Input rows
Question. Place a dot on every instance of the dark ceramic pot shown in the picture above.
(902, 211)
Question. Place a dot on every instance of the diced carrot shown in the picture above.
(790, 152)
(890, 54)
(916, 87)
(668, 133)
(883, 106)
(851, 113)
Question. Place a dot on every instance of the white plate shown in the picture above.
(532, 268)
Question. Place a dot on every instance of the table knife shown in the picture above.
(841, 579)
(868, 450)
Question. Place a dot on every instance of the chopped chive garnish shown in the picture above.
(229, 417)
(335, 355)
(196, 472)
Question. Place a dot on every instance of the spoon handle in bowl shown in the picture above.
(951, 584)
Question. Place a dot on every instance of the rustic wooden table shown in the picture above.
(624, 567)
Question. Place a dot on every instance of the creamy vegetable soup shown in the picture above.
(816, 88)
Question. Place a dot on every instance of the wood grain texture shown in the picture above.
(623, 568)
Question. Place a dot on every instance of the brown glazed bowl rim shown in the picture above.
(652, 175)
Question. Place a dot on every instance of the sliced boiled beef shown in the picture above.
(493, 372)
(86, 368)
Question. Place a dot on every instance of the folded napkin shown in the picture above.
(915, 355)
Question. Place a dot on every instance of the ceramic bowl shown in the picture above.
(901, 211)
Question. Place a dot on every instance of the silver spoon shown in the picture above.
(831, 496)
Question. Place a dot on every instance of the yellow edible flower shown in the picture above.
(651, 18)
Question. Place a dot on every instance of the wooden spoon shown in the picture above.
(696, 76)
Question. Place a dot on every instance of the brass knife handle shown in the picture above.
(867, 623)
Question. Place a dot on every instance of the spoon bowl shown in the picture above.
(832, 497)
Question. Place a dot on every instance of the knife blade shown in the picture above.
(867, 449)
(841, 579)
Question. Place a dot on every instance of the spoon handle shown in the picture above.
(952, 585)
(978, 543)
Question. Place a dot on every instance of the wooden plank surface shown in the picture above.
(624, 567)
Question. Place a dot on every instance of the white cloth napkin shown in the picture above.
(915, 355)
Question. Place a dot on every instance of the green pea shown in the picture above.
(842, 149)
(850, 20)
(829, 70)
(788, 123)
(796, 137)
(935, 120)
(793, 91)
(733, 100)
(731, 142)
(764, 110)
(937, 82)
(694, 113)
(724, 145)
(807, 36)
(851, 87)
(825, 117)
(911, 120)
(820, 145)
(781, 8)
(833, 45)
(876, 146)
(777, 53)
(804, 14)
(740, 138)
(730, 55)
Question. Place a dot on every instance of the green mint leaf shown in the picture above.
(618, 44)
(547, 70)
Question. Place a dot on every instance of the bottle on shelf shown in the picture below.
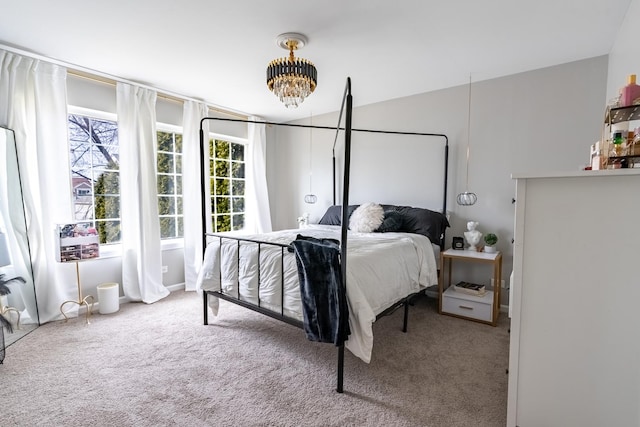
(618, 143)
(630, 92)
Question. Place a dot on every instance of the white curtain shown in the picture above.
(258, 214)
(33, 103)
(140, 227)
(193, 112)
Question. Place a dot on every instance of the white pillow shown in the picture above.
(367, 218)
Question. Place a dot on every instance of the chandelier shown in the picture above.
(291, 79)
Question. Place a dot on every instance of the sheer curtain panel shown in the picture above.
(258, 215)
(193, 112)
(140, 225)
(33, 103)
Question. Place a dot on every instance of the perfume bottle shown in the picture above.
(630, 92)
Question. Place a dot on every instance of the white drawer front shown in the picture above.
(468, 306)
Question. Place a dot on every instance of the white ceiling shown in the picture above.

Task objective
Retype each line of the listing above word for word. Exclude the pictures.

Reply
Question. Place a dot on every instance of the dark ceramic pot shown in the picture above.
(902, 211)
Question. Place a dot on every instance of the diced carrot shown in the picture above.
(790, 152)
(890, 54)
(916, 87)
(668, 133)
(883, 106)
(851, 113)
Question. Place a dot on every instance of the white plate shown in the picture above.
(532, 268)
Question. Place a dot on every instance of the table knife shown in the picture above.
(841, 579)
(868, 450)
Question. Place a dot on every instance of the chopped chive garnish shown in the picture above.
(229, 417)
(335, 355)
(196, 472)
Question. Place a dot on every instance of the spoon handle in bowl shown in the picture above.
(951, 584)
Question. Place a dot on every instance of the rustic wooden table shown in the picture above.
(624, 567)
Question. Place a dot on every instance of the creamy vegetable soup shown in the picture above.
(816, 88)
Question. Place a dot on every instance of the wood grain texture shown in the picture above.
(623, 568)
Question. Place a dot on every instance of the brown glazed bowl rim shown in the picture above.
(652, 175)
Question. Place a dot on every instance of the sliced boiled beef shown in the picture above.
(493, 372)
(86, 368)
Question. Place a dot on every instance of the folded napkin shown in the picture above.
(915, 355)
Question. Place a dot on every instance of the ceramic bowl shown in the picture above.
(901, 211)
Question. Place a dot on every instance of the silver spoon shown in the picture above.
(831, 496)
Question. Place a dot on every instance of the yellow edible flower shown in the picture above.
(651, 18)
Question. Place a dot on every instance of the wooden spoon shown in the picture above.
(696, 76)
Question. Place a dot on every instance of the brass knife handle shown in the picture above.
(867, 623)
Question. Place a dot on every instance of the spoon bowl shown in the picture above.
(832, 497)
Question. Place a dot on every instance of the knife blade shown in the picture above.
(867, 449)
(841, 579)
Question. Place a dot on every instance of the spoon handle shown in the picture above.
(952, 585)
(978, 543)
Question. Place a dot on every instance of the wooden plank surface shown in the picture above.
(624, 567)
Question. Place a dot on every instance of the white cloth napkin shown in the picture above.
(915, 355)
Question. Place a dot on every instance of the green pea shown in the picture above.
(842, 149)
(850, 20)
(829, 70)
(788, 123)
(796, 137)
(935, 120)
(793, 91)
(733, 100)
(731, 142)
(764, 110)
(937, 82)
(694, 113)
(724, 145)
(807, 36)
(851, 87)
(825, 117)
(911, 120)
(820, 145)
(781, 8)
(833, 45)
(876, 146)
(777, 53)
(804, 14)
(740, 138)
(730, 55)
Question. Place a dot on every instance of the green mint leaf shown in the picture above.
(618, 44)
(547, 70)
Question. Place a dot on every instance of the bottle on shelf shown in the picture below.
(618, 143)
(630, 92)
Question. Place a dot on every instance of the white curtain shown in the picture above.
(258, 214)
(33, 103)
(140, 227)
(193, 112)
Question. Place a dot on every instance of the white pillow shown in the picture above.
(367, 218)
Question. Place a dot on every instance of the chandelier shown in the picture above.
(291, 79)
Question. Place a dot on every instance of the sheer curtain panel shown in the picture above.
(258, 215)
(193, 112)
(140, 225)
(33, 103)
Question. Place a dot on every instance of the perfume bottle shown in the picture above.
(630, 92)
Question. Place a dot on every instance of the white drawer front shown in the picture above.
(468, 306)
Question. Place a dot on every instance of the white ceiling shown in the picture above.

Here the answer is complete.